Bacterial reactivity of IgG clone supernatants
IgG clone supernatants were assessed for reactivity to four relevant bacteria (see above). Briefly, each IgG clone supernatant was incubated with each bacterial culture for 30min at 37oC in 96 well cell culture plates (Corning Incorporated). After washing, bacteria were incubated with FITC-conjugated anti-human IgG (Fisher Thermo Scientific) for 30min at RT. After washing, bacteria were fixed in 10% formalin and acquired on a BD LSRFortessa flow cytometer with high-throughput sampling capabilities. Flow cytometry file data were analyzed as described elsewhere in this paper.
Immunofluorescence of paraffin-embedded thymus sections
Tissue sections were deparaffinized in xylene for 10 min, washed with 100% ethanol followed by 95%, 80%, 70% and 50% ethanol, and then rinsed in distilled water. Samples were processed for antigen retrieval, blocking and staining following the Opal Multiplex IHC protocol (PerkinElmer) as described elsewhere73. Anti-CD19 (clone BT51E, NCL-L-CD19-163, Leica Biosystems), anti-CD31 (clone C31.3 + JC/70A, ab199012, Abcam), anti-cytokeratin (clone PCK-26, ab6401, Abcam) and anti-CD138 (clone MI15, PA0088, Leica Biosystems) were titrated and used as primary antibodies. Finally, after DAPI staining, slides were mounted with VECTASHIELD antifade mounting media (Vector Laboratories). Images were taken using Vectra 3.0 Automated Quantitative Pathology Imaging System (PerkinElmer) and inForm® cell analysis software (PerkinElmer). Images were evaluated and validated by an experienced pathologist.

_Set of tasks:_
[1] According to the methods text, what were the bacteria fixed in before they were run on the flow cytometer?
[2] Write out the part of the methods text starting with "Bacterial reactivity of" and going on through "in this paper.".

_Record excerpts:_
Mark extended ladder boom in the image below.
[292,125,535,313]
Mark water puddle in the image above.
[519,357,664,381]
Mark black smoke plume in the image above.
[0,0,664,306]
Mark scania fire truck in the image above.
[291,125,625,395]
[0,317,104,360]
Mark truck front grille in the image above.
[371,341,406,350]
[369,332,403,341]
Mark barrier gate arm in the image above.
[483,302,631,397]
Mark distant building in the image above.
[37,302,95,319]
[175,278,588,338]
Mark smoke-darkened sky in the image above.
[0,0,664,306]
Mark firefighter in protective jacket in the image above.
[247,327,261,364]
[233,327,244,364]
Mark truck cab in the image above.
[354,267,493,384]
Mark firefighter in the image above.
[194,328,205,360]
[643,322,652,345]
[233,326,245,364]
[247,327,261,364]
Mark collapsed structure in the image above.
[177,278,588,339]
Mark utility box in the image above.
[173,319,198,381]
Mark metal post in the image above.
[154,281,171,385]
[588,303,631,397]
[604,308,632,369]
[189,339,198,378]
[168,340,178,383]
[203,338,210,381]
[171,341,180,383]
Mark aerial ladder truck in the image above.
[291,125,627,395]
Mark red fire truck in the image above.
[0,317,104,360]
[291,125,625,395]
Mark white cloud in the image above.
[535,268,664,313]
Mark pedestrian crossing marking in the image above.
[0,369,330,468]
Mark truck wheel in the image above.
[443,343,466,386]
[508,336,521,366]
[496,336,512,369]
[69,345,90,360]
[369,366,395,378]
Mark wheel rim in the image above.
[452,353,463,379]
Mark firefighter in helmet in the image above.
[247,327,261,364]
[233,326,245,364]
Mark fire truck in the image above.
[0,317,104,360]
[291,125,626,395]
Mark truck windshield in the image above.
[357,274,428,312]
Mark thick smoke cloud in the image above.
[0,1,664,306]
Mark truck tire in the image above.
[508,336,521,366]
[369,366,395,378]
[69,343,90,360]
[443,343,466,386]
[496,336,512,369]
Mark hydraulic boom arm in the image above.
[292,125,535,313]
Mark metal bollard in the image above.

_Outputs in order:_
[1] 10% formalin

[2]
Bacterial reactivity of IgG clone supernatants
IgG clone supernatants were assessed for reactivity to four relevant bacteria (see above). Briefly, each IgG clone supernatant was incubated with each bacterial culture for 30min at 37oC in 96 well cell culture plates (Corning Incorporated). After washing, bacteria were incubated with FITC-conjugated anti-human IgG (Fisher Thermo Scientific) for 30min at RT. After washing, bacteria were fixed in 10% formalin and acquired on a BD LSRFortessa flow cytometer with high-throughput sampling capabilities. Flow cytometry file data were analyzed as described elsewhere in this paper.